Document segment =>
-------
The former wingmen apparently had a disagreement about what practice plays were called when they erupted into violence.
Sadly, the once mighty Penn State brand is coming apart at the seams and nowhere has it been more prevalent, perhaps, than this year’s treks to the outlet malls. T.J. Maxx, Kohl’s and even The Salvation Army are all selling deeply discounted Penn State gear in the form of sweatshirts, running pants, team jackets and more.
And for those who may have actually wanted a particular form of Penn State gear, PSU officials announced that the university will no longer license the name, likeness or image of legendary coach Joe Paterno. Retailers are allowed to sell Penn State-Paterno gear until they run out and manufacturers have two months to get rid of similar product.
Still, even with a limited inventory and deeply (and I do mean deeply) discounted prices, stores aren’t moving Penn State items off the shelves at all with charities even refusing to accept the tainted apparel in the form of donations.
-------
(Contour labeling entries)
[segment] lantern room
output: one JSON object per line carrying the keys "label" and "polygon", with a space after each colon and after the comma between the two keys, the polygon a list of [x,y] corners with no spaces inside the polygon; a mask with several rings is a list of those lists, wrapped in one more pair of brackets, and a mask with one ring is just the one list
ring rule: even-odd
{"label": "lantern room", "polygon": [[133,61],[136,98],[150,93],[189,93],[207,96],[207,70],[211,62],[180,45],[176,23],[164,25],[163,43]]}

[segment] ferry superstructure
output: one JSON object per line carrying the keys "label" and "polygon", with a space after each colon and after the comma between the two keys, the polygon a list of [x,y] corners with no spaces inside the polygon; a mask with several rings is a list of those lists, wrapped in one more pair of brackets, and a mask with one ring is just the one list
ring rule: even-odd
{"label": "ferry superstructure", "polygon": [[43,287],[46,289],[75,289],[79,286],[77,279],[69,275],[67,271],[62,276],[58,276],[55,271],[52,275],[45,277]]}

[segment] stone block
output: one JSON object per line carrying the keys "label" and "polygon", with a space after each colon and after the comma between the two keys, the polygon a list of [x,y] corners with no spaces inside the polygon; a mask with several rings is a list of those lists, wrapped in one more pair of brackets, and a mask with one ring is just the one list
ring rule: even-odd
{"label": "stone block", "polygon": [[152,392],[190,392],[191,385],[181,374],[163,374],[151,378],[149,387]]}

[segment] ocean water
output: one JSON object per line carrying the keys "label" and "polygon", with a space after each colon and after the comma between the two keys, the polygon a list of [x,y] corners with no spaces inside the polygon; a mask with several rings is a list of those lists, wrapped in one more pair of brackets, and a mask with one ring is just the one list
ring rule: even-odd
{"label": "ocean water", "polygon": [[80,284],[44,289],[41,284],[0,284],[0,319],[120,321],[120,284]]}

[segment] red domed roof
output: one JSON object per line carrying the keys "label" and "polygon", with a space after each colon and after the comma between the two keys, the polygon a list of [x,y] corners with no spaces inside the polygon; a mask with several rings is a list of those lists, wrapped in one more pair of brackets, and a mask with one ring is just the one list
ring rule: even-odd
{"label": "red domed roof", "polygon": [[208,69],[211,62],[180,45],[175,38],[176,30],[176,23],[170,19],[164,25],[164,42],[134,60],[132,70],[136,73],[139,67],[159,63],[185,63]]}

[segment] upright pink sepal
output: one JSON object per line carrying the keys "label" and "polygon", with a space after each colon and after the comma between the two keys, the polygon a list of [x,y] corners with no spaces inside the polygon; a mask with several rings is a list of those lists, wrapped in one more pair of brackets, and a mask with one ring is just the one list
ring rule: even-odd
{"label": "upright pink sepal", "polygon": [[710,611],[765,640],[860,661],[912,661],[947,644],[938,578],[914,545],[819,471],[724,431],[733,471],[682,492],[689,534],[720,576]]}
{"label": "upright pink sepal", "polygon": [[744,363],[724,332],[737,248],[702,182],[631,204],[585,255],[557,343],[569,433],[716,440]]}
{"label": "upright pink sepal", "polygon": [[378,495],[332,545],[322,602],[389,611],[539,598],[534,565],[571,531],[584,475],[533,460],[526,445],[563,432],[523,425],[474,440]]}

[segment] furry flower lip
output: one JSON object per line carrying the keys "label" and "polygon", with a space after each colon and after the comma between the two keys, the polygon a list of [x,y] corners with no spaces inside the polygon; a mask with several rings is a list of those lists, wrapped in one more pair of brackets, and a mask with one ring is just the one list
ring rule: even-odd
-------
Problems to solve =>
- A) Could you reproduce the stretch from "And for those" through "of similar product." in the Penn State merchandise article?
- B) Can you take the Penn State merchandise article further, picking up right after its final sentence?

Answer set =>
- A)
And for those who may have actually wanted a particular form of Penn State gear, PSU officials announced that the university will no longer license the name, likeness or image of legendary coach Joe Paterno. Retailers are allowed to sell Penn State-Paterno gear until they run out and manufacturers have two months to get rid of similar product.

- B)
It’s bad when you can’t even give the stuff away.
On a lighter note, I was giving out good vibrations at McGrath’s Pub up Dalton way last weekend as vintage rockers Mr. Echo brought down the proverbial house. Made up of former members of M-80, The Reigning Toads and Lesson One, the boys and the band – Bob Lewis, Jaconda Cortazzo, Rob Burns and Matt Mang – had the joint jumpin’ with dance floor crowded the whole night long.
Yours truly managed to Texas two-step with the best of them, including the illustrious Trish Heil – who formerly reigned supreme as the doyenne of Dunmore Heil’s Place and now rules the fountain of youth roost with her fabu botanical skin care line – as well as the Waverly Deli’s delicious dish Mari Byron and her fabulous neighbors Kate Cole and Val and Jerry Calpin. The gaggle of gregarious guy and gal pals practically wore out the dance floor, moi self included, dancing and whooping it up the whole night long to the likes of the Rolling Stones, Bruce Springsteen, The Who and David Bowie. To the band Mr. Echo, I’d like to issue a resounding “Thank you, thank you,” for providing a kick of a good time. My toes are already tapping in anticipation of your next show.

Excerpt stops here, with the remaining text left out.